Cc: Wesley Eddy <wes@mti-systems.com>, Mirja Kuehlewind <mirja.kuehlewind@ikr.uni-stuttgart.de>, Jim Gettys <jg@freedesktop.org>, "aqm@ietf.org" <aqm@ietf.org>
Subject: Re: [aqm] floating a draft charter
X-BeenThere: aqm@ietf.org
X-Mailman-Version: 2.1.12
Precedence: list
List-Id: "Discussion list for active queue management and flow isolation." <aqm.ietf.org>
List-Unsubscribe: <https://www.ietf.org/mailman/options/aqm>, <mailto:aqm-request@ietf.org?subject=unsubscribe>
List-Archive: <http://www.ietf.org/mail-archive/web/aqm>
List-Post: <mailto:aqm@ietf.org>
List-Help: <mailto:aqm-request@ietf.org?subject=help>
List-Subscribe: <https://www.ietf.org/mailman/listinfo/aqm>, <mailto:aqm-request@ietf.org?subject=subscribe>
X-List-Received-Date: Wed, 05 Jun 2013 07:44:06 -0000

On Wed, Jun 5, 2013 at 12:09 AM, Rong Pan (ropan) <ropan@cisco.com> wrote:

>  I understand packet scheduling is important. However, most network
> devices today treat these two issues separately: classed-based
> scheduling/queueing and drop/mark algorithms. In class-based queueing,
> vendors differ in how many classes that they support: 2, 4 or 8. In
> drop/mark algorithm, vendors tend to implement both tail-drop and WRED.
>

I really have a great deal of trouble extrapolating to "vendors" here. I
suppose you mean "big iron vendors", like Juniper, or Allied Telesis, which
haven't weighed in on this list yet. In the CMTS market there are three
players, and while I know what Arris can do, I would prefer an Arris
representative to say. In terms of chipset makers ethernet support, most
don't don't support anything in hardware, neither do the low end bridge
chips, and thus they rely on software to do either AQM or FQ, in addition
to doing useful things like firewalling or NAT. In servers, home routers,
and handhelds, linux based devices are prevailant and can easily do just
about anything. (I recently had a theorist badger me about doing a particle
model for scheduling packets, because the GPU is effectively free on many
common chipsets. I'm sooo not going there, but he is). Wifi chipsets
generally have no strategy other than 802.11e for managing queues. Most of
the France Telecom's dsl devices run shortest queue first, with longest
queue drop. The list goes on and on...



>  I think we can continue to treat these two issues separately as it has
> been done in practice.
>

 Scheduling and drop algorithms have long been used in combination in
practice. Examples include the venerable wondershaper, and openwrt's QoS
system, which for most of the last 7 years or so was HFSC + SFQ + RED.
Dozens of other examples exist, but not on the gear you are familiar with.


> We can prove the values of delay-based AQM and we can also prove the value
> of FQ.
>

Sure. Thing is, we've pretty much proven that the two in combination are
better than either, singly. Do you not agree with that assessment?


> The goal of AQM is to give early congestion notification before the buffer
> becomes full or the delay gets big.
>

If you want to define AQM as Active Queue LENGTH management, then go right
ahead and try. Actually I was thinking hard about expanding the scope of
this proposed working group to be "Smart Queue Management" - which neatly
not only encompasses FQ and queue length management, but also extends out
to nagging problems like sanely rate limiting ipv6 ICMP responses to
someone probing someone's entire /64 address space, and dealing with other
sorts of attack like that, and problems like incast.

- **WORK INSTRUCTIONS**
- 1) Print everything in the entries from the line containing "of the riverbank" down to the line containing "pixel 17 161", both of those lines included.
- 2) Write what comes next in the mailing-list reply about queue management, starting after its last sentence.

- **EXTRACTED INFORMATION**

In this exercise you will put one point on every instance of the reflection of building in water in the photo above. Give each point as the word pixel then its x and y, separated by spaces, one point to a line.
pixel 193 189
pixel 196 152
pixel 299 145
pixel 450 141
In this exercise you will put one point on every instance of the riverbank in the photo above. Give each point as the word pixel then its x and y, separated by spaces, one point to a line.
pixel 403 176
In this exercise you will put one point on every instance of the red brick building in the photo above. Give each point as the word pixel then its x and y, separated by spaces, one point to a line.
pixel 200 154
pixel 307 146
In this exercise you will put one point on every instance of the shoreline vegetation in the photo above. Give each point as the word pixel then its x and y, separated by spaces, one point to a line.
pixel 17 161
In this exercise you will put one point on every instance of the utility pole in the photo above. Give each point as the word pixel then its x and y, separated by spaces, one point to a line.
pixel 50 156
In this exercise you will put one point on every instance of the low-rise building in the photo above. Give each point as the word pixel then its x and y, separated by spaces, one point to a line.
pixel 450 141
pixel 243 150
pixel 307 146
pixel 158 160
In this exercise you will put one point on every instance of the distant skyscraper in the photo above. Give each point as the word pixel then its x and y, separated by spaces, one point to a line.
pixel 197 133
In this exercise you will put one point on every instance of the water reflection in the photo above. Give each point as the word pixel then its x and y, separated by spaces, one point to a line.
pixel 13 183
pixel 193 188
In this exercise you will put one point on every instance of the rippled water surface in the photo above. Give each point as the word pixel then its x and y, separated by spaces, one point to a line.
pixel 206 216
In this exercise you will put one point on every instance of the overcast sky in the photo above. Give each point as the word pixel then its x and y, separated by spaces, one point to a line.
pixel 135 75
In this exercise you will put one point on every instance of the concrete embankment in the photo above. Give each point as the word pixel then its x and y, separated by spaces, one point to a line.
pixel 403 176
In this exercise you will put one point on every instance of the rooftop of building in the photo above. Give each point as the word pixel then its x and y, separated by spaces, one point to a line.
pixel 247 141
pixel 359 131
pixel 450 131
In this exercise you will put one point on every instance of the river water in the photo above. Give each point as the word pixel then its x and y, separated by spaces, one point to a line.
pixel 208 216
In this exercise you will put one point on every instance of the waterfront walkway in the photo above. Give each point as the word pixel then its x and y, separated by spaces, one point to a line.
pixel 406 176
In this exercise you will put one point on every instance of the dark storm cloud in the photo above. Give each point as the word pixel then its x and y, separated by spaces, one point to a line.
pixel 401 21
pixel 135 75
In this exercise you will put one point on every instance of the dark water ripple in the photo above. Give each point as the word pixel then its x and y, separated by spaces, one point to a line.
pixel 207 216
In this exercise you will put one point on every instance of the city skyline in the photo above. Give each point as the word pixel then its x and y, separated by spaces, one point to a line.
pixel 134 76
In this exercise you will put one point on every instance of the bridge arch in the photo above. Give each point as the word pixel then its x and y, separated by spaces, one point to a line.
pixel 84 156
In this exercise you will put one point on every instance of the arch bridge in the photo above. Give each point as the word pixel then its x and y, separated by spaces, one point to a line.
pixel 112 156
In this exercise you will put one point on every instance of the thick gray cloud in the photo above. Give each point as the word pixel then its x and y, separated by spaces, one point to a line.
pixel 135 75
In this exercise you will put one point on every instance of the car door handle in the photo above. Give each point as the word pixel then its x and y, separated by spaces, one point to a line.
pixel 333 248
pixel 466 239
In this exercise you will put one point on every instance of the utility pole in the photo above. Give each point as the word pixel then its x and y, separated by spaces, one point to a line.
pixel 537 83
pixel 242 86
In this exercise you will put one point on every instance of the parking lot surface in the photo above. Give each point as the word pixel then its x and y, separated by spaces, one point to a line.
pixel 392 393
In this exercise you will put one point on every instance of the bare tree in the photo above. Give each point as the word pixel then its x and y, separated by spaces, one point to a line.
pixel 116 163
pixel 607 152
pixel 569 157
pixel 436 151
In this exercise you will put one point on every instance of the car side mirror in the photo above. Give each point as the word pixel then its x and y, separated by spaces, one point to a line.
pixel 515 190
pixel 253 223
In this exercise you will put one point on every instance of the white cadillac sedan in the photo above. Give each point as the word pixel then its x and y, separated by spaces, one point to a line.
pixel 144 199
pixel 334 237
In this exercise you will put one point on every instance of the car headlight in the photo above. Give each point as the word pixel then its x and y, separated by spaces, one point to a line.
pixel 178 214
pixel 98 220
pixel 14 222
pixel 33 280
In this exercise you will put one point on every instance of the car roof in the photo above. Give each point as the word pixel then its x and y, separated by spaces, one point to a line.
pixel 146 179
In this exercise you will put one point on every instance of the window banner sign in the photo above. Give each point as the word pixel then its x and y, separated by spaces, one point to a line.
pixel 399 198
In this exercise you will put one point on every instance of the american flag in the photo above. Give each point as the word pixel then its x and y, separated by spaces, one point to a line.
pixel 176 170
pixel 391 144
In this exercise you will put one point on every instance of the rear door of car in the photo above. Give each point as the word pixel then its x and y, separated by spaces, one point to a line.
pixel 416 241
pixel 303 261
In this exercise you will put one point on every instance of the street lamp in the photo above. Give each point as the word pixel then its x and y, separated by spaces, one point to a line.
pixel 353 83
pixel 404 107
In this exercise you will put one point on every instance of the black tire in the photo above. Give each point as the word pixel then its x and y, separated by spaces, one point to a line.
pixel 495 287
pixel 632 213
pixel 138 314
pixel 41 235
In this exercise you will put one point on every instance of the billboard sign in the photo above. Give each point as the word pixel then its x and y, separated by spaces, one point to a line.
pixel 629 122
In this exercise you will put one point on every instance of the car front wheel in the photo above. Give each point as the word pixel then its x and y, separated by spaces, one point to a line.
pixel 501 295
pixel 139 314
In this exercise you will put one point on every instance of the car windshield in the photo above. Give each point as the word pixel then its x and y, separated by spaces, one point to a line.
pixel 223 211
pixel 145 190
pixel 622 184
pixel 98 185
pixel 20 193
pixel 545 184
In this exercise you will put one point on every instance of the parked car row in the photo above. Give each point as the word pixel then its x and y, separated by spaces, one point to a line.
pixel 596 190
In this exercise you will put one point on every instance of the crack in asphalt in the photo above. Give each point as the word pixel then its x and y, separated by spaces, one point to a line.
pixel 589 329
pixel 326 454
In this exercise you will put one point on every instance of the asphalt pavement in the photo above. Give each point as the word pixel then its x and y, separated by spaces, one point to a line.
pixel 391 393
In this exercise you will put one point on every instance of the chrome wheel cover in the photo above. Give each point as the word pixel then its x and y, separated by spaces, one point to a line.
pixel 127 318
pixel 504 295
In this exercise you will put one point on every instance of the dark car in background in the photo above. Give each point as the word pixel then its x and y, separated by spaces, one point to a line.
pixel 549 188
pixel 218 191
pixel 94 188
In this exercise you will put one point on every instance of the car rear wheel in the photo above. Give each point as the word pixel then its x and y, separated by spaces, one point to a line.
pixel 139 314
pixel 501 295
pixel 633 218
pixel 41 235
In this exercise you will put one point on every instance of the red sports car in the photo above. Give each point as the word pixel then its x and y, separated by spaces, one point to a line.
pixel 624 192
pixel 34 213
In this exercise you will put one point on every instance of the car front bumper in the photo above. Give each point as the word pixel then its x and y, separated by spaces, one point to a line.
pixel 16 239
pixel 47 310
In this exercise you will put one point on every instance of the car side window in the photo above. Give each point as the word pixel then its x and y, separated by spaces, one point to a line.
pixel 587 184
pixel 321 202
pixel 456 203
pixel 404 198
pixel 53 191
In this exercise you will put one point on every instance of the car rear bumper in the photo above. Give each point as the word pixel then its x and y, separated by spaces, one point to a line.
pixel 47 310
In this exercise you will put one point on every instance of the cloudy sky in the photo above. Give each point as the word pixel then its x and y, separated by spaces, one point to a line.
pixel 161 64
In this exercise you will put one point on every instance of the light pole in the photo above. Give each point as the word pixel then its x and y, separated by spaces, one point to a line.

- **TASK-BY-TASK RESULTS**
- 1)
In this exercise you will put one point on every instance of the riverbank in the photo above. Give each point as the word pixel then its x and y, separated by spaces, one point to a line.
pixel 403 176
In this exercise you will put one point on every instance of the red brick building in the photo above. Give each point as the word pixel then its x and y, separated by spaces, one point to a line.
pixel 200 154
pixel 307 146
In this exercise you will put one point on every instance of the shoreline vegetation in the photo above. Give each point as the word pixel then its x and y, separated by spaces, one point to a line.
pixel 17 161

- 2)
Similarly, the problem of dealing with diffserv marking remains, as to how
(or if) it would correctly interact with a SQM system.

Things like iptables don't seem to have a home within the ietf presently (?)

Scheduling algorithms determine bandwidth allocation and weighted fairness
> among different classes/flows. We don't have to mandate a particular
> scheduling algorithm with a particular AQM scheme.
>

Concur with that very much. I continue to experiment with QFQ+, DRR, WFQ,
SFQ, and other techniques.


> Vendors shall be free to choose their best performance-cost tradeoff
> point. I think it would be challenging to force vendors to adopt a fixed
> set.
>

Concur. Let the best set of ideas win both here and in the marketplace! But
an end goal should be some effective form of SQM *on by default*, on
everything.


>  Best Regards,
>
>  Rong
>
>
>
>   From: Jim Gettys <jg@freedesktop.org>
> Date: Tuesday, June 4, 2013 8:47 AM
> To: Wesley Eddy <wes@mti-systems.com>
> Cc: Mirja Kuehlewind <mirja.kuehlewind@ikr.uni-stuttgart.de>, "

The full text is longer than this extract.